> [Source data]
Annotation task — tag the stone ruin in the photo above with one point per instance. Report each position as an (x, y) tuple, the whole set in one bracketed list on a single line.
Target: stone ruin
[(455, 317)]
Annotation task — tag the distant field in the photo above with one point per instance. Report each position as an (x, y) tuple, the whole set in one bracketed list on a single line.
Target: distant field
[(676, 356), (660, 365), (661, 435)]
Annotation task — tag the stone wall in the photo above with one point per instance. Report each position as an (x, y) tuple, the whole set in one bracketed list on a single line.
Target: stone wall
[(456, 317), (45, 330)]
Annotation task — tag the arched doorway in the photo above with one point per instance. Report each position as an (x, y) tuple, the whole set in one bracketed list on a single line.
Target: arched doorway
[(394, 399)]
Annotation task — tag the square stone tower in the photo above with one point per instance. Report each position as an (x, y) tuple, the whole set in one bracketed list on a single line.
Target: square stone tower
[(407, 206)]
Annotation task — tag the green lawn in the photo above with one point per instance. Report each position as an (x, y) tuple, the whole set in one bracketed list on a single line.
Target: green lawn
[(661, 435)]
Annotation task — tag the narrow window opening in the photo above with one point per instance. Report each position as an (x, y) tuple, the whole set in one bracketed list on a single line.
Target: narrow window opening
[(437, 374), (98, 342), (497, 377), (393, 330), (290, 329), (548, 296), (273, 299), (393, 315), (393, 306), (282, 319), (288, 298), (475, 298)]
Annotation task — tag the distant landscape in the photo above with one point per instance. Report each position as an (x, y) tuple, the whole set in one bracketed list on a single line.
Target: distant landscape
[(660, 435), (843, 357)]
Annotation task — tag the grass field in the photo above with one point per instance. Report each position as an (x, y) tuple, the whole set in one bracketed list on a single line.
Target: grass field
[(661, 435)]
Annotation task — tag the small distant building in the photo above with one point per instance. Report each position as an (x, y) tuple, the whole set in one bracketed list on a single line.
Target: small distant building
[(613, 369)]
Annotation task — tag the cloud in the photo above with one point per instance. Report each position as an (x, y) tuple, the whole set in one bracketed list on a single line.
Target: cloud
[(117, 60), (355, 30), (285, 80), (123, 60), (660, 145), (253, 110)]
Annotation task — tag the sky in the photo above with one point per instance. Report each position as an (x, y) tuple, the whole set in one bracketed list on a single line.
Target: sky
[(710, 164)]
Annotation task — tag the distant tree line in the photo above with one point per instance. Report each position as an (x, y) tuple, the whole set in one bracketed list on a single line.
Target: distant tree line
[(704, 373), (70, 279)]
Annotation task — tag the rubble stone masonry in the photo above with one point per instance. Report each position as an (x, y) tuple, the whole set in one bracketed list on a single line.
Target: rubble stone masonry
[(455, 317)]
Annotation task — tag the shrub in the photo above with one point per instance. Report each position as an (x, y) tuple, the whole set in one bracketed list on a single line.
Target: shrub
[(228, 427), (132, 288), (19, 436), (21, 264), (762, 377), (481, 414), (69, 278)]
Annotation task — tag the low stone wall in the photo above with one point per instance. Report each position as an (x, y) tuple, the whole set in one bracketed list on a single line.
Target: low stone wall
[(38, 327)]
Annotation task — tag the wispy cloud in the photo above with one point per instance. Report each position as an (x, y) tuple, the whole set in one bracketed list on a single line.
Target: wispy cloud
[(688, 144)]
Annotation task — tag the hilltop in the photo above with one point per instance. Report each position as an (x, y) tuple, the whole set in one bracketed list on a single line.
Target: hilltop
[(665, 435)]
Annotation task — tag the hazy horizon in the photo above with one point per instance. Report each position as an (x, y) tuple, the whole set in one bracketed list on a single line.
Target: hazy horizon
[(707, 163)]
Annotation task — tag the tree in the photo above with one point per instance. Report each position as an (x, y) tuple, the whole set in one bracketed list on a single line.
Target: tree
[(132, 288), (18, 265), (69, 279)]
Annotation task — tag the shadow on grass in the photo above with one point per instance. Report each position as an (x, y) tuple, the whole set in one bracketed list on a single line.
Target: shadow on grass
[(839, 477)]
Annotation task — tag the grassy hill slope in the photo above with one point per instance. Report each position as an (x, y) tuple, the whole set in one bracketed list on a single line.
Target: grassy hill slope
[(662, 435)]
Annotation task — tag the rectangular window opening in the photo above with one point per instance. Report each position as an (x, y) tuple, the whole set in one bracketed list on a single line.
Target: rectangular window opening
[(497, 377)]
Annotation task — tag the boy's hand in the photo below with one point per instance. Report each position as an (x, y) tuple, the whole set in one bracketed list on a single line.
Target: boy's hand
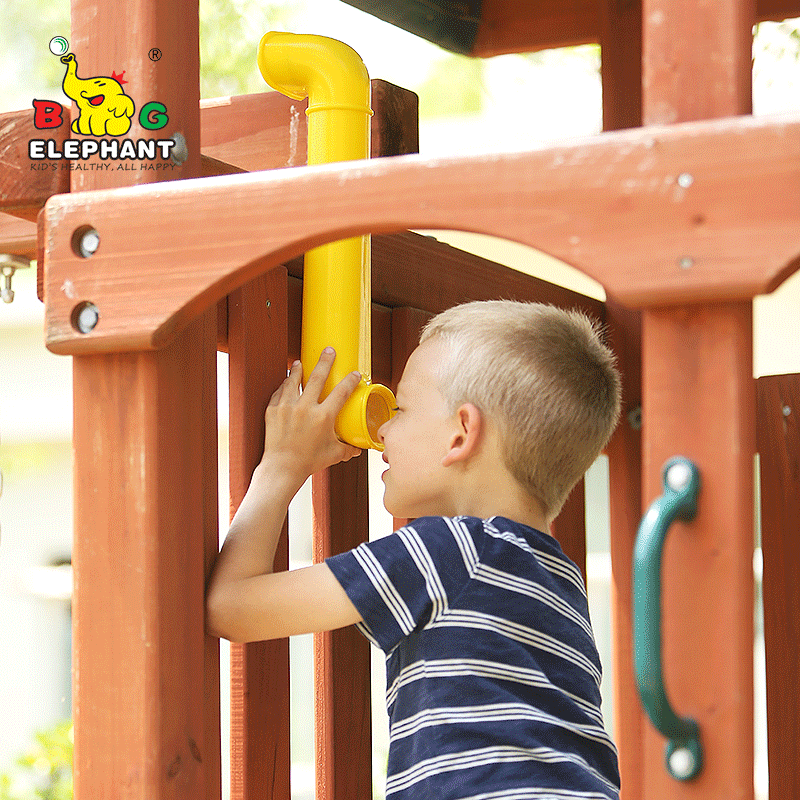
[(300, 438)]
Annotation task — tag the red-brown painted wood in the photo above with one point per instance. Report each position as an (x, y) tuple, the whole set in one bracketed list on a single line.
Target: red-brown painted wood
[(342, 704), (779, 450), (257, 358), (699, 402), (621, 53), (145, 676), (624, 453), (614, 206)]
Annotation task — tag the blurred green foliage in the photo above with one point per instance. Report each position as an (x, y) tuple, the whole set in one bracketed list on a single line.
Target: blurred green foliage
[(45, 771)]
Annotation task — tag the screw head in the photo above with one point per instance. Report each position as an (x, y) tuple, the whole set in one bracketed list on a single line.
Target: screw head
[(678, 476), (85, 242), (85, 317), (681, 762)]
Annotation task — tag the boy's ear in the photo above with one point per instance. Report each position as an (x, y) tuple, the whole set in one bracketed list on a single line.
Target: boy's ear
[(467, 433)]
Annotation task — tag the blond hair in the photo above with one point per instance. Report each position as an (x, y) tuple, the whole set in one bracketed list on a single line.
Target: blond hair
[(546, 378)]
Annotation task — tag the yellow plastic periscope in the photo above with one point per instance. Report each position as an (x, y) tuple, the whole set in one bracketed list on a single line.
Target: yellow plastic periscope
[(336, 279)]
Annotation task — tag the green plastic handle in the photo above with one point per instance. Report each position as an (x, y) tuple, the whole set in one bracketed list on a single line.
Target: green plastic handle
[(681, 481)]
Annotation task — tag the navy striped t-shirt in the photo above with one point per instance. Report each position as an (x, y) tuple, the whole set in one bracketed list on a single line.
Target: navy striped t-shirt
[(493, 677)]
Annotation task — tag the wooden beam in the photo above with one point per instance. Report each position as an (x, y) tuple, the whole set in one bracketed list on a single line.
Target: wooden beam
[(257, 339), (520, 26), (779, 450), (25, 184), (685, 213), (17, 236), (268, 130), (342, 696)]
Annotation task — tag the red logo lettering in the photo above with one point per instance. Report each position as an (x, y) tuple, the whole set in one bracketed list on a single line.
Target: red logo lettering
[(47, 114)]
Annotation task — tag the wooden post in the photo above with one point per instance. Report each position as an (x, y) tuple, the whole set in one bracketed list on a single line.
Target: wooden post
[(342, 699), (621, 54), (257, 346), (778, 447), (146, 678), (698, 401)]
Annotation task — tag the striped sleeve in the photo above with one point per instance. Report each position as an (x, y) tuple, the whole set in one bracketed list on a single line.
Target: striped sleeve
[(403, 581)]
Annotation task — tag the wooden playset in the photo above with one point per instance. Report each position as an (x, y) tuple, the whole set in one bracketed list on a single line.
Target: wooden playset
[(683, 218)]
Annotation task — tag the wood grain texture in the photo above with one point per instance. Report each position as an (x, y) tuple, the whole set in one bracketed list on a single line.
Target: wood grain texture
[(342, 698), (527, 25), (145, 676), (26, 184), (624, 453), (613, 206), (698, 401), (257, 359), (779, 450)]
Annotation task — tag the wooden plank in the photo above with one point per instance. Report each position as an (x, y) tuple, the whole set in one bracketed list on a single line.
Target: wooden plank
[(342, 699), (17, 236), (23, 189), (624, 453), (521, 26), (146, 677), (146, 692), (779, 448), (684, 213), (257, 339), (268, 130), (699, 401)]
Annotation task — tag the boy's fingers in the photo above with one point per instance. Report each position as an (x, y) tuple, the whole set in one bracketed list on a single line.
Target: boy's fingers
[(316, 380), (339, 394)]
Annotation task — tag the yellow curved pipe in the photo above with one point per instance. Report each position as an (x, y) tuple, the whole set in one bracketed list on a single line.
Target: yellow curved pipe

> [What you will do]
Your answer must be the exact lines from the records above, from the one containing "Target: tree" through the one containing "Annotation task — tag the screw", both included, with every picture left out.

> [Answer box]
Target: tree
[(132, 288), (18, 265), (69, 279)]
Annotation task — tag the shadow on grass in the photo above with one point per instance. Report each position as an (x, y) tuple, the whole set in one bracketed list on a single line.
Target: shadow on grass
[(839, 477)]
Annotation task — tag the grassy hill slope in the photo above with one point per instance. Report each position as an (x, y) tuple, the whole set in one bracketed list on a single line.
Target: grassy hill slope
[(662, 435)]
Annotation task — tag the rectangular window opening in the photo above with one point per instance. Report each position as an (x, y) tuple, the whole set in one bracketed list on a single line.
Target: rectangular window opening
[(497, 377)]
Annotation task — tag the boy's hand in the photo below with one point per instance. Report each position as an (x, y) tuple, the whole set in one bracketed list on a single line.
Target: boy's hand
[(300, 438)]
Annotation task — tag the red-brown painted wood in the photo above with one point per instance. Report each position as an (x, y) tuple, the whole set in one bracketed list on a single line.
Target: red-brown painted wood
[(342, 704), (779, 450), (257, 358), (699, 402), (621, 53), (145, 676), (624, 453), (614, 206)]
Annotation task — tag the blurred green foliage in the photo above with one point per instance. Report each position as an (x, y) tuple, the whole set in one bracketed list on a single line.
Target: blurred green foliage
[(45, 771)]
Annotation task — tag the screw head in the photo above with one point per instance. Report each position as an (x, y) tuple, the whole set in one bracketed list on a single line.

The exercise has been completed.